My Analysis & Recommendation
Reflecting upon the intricate landscape of iTeos Therapeutics and the broader immuno-oncology industry, several elements warrant close attention, particularly for potential investors.
Firstly, the company’s negative enterprise value presents a unique opportunity, painting a financial picture where the firm’s cash and investment holdings surpass its combined equity and debt value. This rare situation, in the absence of obvious red flags, is indicative of the market’s potential undervaluation of the company or a bearish sentiment around its prospects. Given this, there exists an opening for value investors looking to capitalize on companies with sound financial footing, especially in a volatile industry like biopharma.
Secondly, iTeos’ collaboration with pharmaceutical giant GSK is a noteworthy validation of the company’s strategic direction and its leading candidate EOS-448. Partnerships with industry behemoths like GSK usually entail rigorous due diligence, further substantiating the potential of iTeos’ investigational treatments. Given the increasing enthusiasm surrounding TIGIT as a therapeutic target—evidenced by Roche’s accidental revelation and the subsequent upward surge in iTeos’ stock—it becomes apparent that the domain is garnering significant interest.
Lastly, with a six-year cash runway, iTeos is poised to conduct its research and trials without the immediate pressure of raising capital. Such a long runway provides the company with the financial stability to bring EOS-448 to completion, especially with upcoming results awaited in 2024.

What you are asked to do — Reproduce the iTeos Therapeutics investment analysis above word for word, from its heading to its final sentence.

Material provided —
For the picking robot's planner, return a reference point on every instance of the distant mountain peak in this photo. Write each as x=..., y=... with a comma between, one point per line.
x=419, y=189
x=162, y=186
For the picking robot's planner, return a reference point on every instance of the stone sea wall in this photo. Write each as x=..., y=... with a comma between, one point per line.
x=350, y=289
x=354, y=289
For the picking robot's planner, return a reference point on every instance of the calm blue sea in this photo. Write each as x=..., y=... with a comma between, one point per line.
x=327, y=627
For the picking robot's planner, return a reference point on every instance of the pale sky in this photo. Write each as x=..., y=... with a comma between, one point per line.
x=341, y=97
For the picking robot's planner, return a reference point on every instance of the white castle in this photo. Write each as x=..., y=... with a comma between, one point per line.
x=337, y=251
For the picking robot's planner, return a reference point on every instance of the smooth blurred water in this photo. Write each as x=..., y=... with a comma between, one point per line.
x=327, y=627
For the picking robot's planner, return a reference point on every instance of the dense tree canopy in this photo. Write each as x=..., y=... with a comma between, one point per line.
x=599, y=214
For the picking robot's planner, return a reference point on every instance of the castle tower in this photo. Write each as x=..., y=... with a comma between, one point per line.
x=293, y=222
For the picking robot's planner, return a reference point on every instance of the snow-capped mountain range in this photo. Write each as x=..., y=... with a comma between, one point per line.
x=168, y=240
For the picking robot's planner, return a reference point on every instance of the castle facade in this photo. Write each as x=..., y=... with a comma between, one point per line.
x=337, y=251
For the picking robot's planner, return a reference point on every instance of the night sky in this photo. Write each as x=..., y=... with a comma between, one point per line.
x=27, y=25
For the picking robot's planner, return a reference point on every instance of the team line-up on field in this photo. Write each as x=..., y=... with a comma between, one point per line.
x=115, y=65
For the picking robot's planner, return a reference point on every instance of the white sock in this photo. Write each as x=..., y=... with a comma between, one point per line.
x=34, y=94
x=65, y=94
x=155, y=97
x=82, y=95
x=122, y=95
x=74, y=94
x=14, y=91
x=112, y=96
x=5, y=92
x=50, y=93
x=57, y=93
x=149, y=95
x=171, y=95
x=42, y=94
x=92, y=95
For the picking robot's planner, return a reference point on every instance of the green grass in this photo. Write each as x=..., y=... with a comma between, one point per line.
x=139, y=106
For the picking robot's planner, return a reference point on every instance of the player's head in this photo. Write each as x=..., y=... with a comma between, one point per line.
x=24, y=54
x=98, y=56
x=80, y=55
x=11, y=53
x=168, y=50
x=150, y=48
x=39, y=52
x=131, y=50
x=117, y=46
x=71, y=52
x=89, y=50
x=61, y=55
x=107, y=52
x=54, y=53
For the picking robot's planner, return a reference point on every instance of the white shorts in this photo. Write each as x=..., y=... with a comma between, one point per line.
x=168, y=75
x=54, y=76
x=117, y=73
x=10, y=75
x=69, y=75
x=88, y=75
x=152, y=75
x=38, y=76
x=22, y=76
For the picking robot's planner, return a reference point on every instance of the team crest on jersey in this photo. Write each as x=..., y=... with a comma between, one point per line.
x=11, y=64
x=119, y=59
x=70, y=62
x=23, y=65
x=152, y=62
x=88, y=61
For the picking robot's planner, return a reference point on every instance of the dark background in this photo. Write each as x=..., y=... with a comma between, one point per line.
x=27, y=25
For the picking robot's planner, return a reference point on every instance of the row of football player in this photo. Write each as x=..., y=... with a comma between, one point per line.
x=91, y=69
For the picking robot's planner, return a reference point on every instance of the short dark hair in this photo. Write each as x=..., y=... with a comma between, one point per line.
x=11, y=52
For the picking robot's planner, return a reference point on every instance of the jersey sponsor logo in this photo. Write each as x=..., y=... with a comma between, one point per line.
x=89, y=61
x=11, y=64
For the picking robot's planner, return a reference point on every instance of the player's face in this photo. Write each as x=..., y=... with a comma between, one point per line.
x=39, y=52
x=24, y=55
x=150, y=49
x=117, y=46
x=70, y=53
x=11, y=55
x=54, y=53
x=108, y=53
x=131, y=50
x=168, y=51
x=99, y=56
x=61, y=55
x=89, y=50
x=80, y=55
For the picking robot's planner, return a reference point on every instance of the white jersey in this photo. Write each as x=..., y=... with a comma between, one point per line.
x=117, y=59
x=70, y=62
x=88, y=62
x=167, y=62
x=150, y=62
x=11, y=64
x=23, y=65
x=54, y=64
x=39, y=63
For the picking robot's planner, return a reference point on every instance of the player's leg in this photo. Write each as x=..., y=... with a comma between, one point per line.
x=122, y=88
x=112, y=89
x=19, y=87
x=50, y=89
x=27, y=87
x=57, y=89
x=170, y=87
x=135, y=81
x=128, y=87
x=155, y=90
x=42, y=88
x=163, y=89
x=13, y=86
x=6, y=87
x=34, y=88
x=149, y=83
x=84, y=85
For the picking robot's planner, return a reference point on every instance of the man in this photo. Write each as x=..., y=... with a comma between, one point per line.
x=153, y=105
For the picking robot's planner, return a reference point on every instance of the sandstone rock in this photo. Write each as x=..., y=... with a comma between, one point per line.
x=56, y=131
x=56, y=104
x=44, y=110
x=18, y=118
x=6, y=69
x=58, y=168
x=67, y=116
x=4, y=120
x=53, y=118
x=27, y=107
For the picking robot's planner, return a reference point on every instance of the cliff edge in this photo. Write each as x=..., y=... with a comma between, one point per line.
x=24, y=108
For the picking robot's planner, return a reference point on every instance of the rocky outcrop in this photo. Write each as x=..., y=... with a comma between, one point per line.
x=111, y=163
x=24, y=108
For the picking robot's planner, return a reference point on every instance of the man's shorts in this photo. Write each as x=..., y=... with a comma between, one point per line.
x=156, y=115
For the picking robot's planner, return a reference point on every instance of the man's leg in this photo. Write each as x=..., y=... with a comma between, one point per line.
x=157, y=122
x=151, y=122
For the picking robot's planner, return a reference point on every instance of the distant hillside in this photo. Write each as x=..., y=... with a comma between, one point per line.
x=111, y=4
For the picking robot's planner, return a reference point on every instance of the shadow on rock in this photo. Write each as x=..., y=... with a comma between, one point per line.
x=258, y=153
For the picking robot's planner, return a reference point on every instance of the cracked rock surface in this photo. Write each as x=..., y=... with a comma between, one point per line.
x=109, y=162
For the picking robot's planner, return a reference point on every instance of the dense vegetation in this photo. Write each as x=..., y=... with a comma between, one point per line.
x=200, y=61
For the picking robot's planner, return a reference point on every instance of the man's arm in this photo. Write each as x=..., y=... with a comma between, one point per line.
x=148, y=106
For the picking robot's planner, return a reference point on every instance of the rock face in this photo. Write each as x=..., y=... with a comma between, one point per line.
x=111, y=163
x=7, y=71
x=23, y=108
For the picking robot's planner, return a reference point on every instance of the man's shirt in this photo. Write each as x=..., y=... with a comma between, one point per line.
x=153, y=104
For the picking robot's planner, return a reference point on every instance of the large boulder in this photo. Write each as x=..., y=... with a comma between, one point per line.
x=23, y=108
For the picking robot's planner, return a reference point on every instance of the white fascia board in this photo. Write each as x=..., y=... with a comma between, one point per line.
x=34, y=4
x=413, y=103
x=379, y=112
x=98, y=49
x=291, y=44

==

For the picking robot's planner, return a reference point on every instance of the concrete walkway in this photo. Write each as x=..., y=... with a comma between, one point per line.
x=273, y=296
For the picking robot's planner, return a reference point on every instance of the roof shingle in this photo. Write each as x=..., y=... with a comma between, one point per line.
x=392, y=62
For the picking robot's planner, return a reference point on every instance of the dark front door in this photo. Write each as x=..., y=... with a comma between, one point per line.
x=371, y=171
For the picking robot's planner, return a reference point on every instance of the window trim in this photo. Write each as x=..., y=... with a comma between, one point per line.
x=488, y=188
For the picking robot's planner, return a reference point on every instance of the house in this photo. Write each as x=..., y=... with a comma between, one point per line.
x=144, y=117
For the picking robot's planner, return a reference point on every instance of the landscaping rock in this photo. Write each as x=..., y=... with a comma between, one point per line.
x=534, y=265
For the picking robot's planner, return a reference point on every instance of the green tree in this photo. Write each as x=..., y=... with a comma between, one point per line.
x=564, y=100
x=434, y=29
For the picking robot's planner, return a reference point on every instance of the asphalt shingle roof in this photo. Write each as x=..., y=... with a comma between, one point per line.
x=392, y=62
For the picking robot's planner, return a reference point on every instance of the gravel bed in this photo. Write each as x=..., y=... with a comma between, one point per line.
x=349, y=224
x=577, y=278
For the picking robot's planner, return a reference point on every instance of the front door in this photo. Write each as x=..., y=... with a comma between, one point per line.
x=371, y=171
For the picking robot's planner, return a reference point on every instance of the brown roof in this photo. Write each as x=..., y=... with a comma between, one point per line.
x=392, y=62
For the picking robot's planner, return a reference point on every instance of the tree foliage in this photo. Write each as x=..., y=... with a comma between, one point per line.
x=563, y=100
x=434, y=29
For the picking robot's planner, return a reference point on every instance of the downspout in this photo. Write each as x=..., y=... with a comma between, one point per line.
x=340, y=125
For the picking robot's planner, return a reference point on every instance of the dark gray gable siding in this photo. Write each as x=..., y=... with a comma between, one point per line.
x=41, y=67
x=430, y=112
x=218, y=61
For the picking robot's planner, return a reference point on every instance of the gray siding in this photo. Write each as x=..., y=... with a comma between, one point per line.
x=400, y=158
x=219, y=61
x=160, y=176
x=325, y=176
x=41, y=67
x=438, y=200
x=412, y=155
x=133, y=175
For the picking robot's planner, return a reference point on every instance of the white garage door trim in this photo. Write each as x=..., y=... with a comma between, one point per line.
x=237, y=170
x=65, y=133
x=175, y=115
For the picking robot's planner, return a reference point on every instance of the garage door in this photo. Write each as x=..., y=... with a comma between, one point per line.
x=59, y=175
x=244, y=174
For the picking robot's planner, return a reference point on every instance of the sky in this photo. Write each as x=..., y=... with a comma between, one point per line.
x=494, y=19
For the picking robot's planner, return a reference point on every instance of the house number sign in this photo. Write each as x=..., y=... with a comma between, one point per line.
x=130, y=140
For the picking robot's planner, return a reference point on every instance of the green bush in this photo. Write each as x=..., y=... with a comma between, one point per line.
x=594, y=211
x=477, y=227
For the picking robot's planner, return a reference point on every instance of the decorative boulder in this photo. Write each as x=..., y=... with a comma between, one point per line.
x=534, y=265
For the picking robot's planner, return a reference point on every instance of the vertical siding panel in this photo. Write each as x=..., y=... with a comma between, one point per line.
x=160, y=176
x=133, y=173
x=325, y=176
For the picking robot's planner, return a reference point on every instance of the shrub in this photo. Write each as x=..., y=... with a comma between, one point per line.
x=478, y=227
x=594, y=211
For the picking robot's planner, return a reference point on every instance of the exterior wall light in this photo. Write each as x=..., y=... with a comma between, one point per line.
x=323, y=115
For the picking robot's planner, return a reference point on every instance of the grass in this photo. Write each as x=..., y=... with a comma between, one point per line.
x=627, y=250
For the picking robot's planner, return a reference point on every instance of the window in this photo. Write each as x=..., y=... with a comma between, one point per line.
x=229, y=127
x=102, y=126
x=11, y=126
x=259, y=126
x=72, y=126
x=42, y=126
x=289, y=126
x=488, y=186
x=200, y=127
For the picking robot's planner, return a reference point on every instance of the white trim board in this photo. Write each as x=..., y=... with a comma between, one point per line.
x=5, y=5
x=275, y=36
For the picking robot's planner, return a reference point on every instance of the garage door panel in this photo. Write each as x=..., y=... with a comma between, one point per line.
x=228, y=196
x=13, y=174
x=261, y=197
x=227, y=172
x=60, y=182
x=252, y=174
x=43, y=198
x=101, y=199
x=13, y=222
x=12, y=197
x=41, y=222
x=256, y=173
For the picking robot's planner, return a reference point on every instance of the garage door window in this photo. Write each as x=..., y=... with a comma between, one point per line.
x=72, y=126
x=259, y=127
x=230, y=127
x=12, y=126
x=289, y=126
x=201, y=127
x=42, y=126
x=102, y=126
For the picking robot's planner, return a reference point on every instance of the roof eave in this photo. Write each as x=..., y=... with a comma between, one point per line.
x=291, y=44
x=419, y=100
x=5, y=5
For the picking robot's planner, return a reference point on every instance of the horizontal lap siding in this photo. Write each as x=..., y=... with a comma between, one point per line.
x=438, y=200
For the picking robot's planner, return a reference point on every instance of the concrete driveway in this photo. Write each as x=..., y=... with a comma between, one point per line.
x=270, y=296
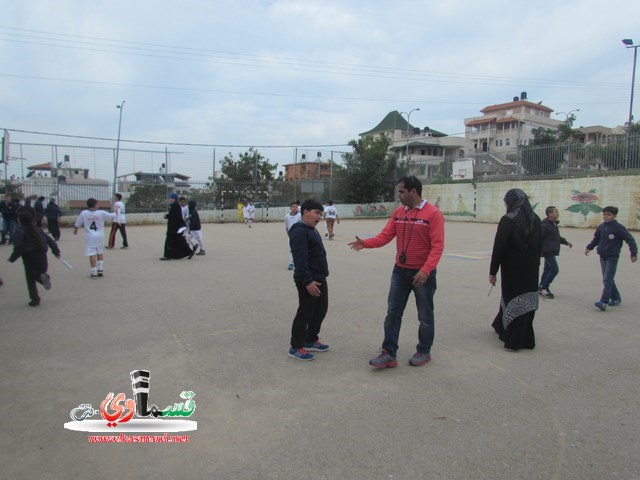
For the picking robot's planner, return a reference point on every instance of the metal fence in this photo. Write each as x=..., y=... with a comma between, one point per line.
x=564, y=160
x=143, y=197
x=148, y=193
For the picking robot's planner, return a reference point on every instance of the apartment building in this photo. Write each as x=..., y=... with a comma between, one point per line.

--

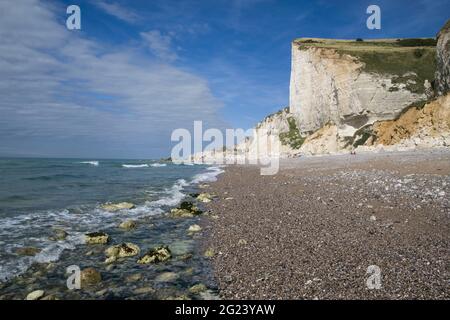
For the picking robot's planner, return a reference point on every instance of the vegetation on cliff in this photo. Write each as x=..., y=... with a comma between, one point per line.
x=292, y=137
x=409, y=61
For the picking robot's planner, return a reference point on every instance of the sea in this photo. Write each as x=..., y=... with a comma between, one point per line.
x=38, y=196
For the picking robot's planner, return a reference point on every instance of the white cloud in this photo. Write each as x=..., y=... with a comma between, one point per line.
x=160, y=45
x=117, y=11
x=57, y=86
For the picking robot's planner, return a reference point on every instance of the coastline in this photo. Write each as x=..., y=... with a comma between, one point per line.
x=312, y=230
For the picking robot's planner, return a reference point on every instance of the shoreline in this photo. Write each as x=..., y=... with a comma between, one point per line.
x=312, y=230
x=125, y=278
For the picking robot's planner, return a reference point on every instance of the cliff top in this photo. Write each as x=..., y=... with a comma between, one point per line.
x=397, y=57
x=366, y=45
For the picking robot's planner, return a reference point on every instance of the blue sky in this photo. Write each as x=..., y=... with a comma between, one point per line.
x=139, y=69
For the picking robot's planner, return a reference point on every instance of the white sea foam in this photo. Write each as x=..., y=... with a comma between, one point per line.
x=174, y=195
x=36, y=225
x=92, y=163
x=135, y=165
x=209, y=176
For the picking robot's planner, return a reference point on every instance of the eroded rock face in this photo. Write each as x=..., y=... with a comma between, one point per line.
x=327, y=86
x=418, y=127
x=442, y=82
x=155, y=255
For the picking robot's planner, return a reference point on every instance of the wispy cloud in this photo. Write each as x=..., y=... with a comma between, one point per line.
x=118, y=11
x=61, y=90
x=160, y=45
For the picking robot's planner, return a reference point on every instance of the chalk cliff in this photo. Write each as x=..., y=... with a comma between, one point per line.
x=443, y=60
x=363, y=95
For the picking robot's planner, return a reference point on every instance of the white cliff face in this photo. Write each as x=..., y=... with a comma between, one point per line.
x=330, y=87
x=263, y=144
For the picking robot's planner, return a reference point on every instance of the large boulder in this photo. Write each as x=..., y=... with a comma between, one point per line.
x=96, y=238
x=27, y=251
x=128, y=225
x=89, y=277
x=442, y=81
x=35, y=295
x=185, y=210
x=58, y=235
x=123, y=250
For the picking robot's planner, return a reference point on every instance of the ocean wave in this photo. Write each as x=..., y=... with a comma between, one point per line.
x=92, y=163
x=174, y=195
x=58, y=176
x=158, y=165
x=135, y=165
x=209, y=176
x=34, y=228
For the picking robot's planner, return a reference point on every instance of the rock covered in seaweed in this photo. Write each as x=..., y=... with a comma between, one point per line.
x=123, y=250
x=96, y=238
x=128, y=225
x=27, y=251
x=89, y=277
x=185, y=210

Answer to this task —
My Analysis & Recommendation
Reflecting upon the intricate landscape of iTeos Therapeutics and the broader immuno-oncology industry, several elements warrant close attention, particularly for potential investors.
Firstly, the company’s negative enterprise value presents a unique opportunity, painting a financial picture where the firm’s cash and investment holdings surpass its combined equity and debt value. This rare situation, in the absence of obvious red flags, is indicative of the market’s potential undervaluation of the company or a bearish sentiment around its prospects. Given this, there exists an opening for value investors looking to capitalize on companies with sound financial footing, especially in a volatile industry like biopharma.
Secondly, iTeos’ collaboration with pharmaceutical giant GSK is a noteworthy validation of the company’s strategic direction and its leading candidate EOS-448. Partnerships with industry behemoths like GSK usually entail rigorous due diligence, further substantiating the potential of iTeos’ investigational treatments. Given the increasing enthusiasm surrounding TIGIT as a therapeutic target—evidenced by Roche’s accidental revelation and the subsequent upward surge in iTeos’ stock—it becomes apparent that the domain is garnering significant interest.
Lastly, with a six-year cash runway, iTeos is poised to conduct its research and trials without the immediate pressure of raising capital. Such a long runway provides the company with the financial stability to bring EOS-448 to completion, especially with upcoming results awaited in 2024.